When my daughter, Sofi, was little I would get very frustrated on busy and stressful school mornings. I would get mad when I had to fix her unruly curly hair several times, or when I thought she should change her clothes because she had picked out something miss-matched or ugly.
One day I was so mad I scolded her for the entire twenty minute drive to school then dropped her off a half block away. I told her to get out and made her walk alone. As she got out of the car I told her it was her fault we were always late. She was in kindergarten. I remember watching her walk into school so small and sad. What a shitty way to start your school day.
At the time I was a single mother, attending a difficult nursing school program and I lacked adequate coping skills. But these circumstances, in no way, excuse my behavior.
This was 10 years ago and I have absolutely no recollection of what it was she had done but I do remember, very clearly, how I treated her. I remember the look on her face as I kicked her out of the car. I remember her slow walk into the school and I remember my heart breaking because of my cruelty.

Region pointing data:
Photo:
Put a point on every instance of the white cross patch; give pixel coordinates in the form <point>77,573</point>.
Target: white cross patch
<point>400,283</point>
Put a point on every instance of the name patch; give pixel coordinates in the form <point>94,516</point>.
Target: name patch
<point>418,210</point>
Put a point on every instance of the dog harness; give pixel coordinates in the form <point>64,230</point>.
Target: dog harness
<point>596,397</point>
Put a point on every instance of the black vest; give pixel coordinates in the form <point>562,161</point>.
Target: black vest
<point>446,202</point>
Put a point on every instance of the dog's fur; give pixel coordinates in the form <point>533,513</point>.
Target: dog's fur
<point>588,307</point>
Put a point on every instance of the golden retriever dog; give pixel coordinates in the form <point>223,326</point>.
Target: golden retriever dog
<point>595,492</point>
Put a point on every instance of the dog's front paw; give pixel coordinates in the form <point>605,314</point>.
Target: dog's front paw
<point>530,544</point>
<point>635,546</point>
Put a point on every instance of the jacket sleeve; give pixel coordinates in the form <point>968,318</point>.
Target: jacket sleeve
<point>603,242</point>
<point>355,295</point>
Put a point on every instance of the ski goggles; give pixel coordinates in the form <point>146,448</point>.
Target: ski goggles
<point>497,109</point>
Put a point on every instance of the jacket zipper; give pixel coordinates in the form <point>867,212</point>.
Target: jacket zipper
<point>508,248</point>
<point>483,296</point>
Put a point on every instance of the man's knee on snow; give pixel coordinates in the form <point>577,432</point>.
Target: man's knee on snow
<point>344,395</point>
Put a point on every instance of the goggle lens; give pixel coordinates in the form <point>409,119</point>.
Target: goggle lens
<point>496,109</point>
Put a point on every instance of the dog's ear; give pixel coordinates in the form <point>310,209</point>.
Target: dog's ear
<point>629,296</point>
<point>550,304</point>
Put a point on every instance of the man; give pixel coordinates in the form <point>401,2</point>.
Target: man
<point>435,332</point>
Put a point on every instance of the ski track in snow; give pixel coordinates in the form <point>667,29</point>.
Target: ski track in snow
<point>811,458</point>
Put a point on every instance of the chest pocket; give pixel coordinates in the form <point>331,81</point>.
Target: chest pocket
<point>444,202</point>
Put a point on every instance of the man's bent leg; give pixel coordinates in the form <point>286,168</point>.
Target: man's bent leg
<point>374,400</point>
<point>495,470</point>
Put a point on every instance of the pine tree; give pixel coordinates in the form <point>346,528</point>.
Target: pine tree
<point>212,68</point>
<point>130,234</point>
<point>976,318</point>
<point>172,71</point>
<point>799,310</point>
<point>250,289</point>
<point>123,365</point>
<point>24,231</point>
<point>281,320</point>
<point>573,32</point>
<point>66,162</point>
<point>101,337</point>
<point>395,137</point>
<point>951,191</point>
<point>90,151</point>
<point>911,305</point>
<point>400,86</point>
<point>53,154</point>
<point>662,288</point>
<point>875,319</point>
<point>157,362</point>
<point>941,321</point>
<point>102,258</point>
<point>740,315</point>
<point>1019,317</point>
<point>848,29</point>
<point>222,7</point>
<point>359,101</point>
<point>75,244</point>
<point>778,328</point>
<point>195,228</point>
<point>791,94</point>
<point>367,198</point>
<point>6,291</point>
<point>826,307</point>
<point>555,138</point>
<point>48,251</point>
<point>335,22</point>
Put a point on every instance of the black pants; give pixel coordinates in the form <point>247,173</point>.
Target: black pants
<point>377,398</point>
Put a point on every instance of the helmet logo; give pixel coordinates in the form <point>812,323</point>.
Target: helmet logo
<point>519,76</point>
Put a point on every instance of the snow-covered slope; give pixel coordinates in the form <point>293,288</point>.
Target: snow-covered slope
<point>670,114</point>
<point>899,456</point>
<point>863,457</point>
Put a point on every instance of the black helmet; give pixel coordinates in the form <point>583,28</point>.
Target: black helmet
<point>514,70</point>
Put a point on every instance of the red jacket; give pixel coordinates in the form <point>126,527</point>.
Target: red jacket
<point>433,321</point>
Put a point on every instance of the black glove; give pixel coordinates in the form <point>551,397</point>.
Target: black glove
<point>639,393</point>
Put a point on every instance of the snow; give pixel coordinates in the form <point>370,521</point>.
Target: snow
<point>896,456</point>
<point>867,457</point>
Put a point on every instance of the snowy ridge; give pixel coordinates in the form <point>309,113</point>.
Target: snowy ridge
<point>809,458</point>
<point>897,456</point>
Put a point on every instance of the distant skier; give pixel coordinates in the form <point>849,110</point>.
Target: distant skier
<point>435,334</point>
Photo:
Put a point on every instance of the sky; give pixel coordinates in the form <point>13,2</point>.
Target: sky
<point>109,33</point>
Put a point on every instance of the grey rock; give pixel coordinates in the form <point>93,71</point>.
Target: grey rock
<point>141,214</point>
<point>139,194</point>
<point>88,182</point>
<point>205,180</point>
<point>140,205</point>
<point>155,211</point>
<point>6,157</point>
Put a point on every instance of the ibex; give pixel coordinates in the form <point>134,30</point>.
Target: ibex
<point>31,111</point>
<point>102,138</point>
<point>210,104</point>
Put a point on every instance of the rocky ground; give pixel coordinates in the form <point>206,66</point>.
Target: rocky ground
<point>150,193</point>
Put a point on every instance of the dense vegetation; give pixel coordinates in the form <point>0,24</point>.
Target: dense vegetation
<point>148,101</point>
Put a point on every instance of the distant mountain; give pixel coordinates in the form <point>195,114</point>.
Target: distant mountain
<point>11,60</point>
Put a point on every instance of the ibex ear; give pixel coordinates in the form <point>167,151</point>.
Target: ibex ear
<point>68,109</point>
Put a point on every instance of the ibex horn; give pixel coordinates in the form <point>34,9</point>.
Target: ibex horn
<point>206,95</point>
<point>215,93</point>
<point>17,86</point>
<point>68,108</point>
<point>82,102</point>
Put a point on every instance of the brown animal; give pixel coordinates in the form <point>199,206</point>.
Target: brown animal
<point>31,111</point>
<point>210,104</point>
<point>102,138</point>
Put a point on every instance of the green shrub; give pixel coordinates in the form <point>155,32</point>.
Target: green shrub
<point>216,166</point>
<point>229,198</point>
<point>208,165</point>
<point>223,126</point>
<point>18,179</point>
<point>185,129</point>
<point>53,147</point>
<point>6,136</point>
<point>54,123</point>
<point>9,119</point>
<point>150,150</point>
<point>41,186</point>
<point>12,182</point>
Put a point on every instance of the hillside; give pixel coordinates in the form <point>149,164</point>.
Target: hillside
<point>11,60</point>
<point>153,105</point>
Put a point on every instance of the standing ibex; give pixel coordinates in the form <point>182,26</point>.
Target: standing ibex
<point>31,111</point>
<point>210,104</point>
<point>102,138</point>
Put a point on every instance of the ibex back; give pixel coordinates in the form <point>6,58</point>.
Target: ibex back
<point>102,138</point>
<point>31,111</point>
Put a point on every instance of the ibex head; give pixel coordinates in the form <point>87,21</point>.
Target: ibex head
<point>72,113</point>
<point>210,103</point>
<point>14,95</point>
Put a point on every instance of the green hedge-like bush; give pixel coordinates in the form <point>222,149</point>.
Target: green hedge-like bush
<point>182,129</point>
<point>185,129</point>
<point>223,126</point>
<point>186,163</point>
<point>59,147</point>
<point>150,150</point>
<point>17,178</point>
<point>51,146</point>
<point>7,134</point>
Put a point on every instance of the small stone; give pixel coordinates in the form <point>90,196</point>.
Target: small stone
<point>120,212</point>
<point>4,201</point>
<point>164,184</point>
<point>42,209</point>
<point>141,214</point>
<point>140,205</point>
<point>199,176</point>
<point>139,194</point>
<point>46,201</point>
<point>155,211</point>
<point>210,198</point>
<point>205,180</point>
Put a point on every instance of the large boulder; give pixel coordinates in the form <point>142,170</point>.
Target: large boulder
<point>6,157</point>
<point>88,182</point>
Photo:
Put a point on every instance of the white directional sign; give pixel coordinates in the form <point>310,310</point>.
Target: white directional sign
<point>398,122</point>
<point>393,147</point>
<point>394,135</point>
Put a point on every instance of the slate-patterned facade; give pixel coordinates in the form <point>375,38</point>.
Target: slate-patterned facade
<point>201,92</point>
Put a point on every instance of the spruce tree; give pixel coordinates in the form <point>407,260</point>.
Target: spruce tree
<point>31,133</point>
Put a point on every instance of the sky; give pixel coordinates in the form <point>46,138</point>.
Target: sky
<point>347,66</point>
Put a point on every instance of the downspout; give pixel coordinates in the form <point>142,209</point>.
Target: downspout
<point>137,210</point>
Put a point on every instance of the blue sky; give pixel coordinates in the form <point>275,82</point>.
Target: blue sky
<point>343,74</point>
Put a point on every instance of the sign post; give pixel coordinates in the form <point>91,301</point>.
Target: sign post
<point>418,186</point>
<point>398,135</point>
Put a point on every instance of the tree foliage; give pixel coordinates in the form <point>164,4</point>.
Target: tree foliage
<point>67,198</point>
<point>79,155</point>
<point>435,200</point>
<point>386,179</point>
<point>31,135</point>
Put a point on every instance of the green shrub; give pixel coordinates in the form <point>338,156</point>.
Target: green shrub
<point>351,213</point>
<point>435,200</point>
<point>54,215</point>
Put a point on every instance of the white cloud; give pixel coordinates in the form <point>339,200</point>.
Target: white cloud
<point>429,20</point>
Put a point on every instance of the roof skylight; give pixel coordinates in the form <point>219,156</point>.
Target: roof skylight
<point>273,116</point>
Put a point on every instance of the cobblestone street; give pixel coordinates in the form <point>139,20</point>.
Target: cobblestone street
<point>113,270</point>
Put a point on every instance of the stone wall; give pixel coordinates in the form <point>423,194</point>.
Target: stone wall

To do:
In the passage about school mornings, what school program was the parent attending at the time? Please answer in one sentence.

Task answer:
The parent was attending a difficult nursing school program.